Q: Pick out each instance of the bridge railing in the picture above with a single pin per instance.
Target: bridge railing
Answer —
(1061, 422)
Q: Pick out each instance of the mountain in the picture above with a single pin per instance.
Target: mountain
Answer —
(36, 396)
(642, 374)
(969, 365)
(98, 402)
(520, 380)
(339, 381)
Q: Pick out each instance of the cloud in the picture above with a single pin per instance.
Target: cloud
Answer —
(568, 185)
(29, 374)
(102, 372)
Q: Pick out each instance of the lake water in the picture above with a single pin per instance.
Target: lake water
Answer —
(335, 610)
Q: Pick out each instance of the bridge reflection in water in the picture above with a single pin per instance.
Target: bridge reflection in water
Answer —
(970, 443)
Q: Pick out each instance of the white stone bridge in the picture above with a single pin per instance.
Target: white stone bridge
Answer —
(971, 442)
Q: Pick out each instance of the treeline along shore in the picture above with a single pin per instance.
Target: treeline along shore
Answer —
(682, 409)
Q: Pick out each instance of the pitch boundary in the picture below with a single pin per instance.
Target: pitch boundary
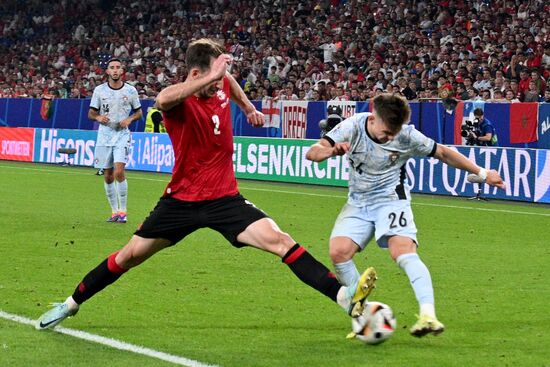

.....

[Exercise prompt]
Show every line of the entries above that contains the word "each", matching its case exactly.

[Result of the exercise]
Q: Pick out each instance of the bridge railing in the picture above with a single pin per instance.
Q: Pick out each instance of the mountain in the picture above with a single pin per instance.
Q: Pick out each instance of the cloud in the picture above with a single pin per instance.
Q: Pick out each instance of the lake water in the picture above with a single pin per instance.
Q: Pick out each instance of the bridge reflection in water in the picture above with a single pin per instance.
Q: Pick out each instance of the white stone bridge in the picture above with a single pin per instance.
Q: Pick out each instance of the treeline along shore in the picture above with a single pin per instance.
Q: Pick out each instance of the pitch boundary in the picture below with a single pin per instance.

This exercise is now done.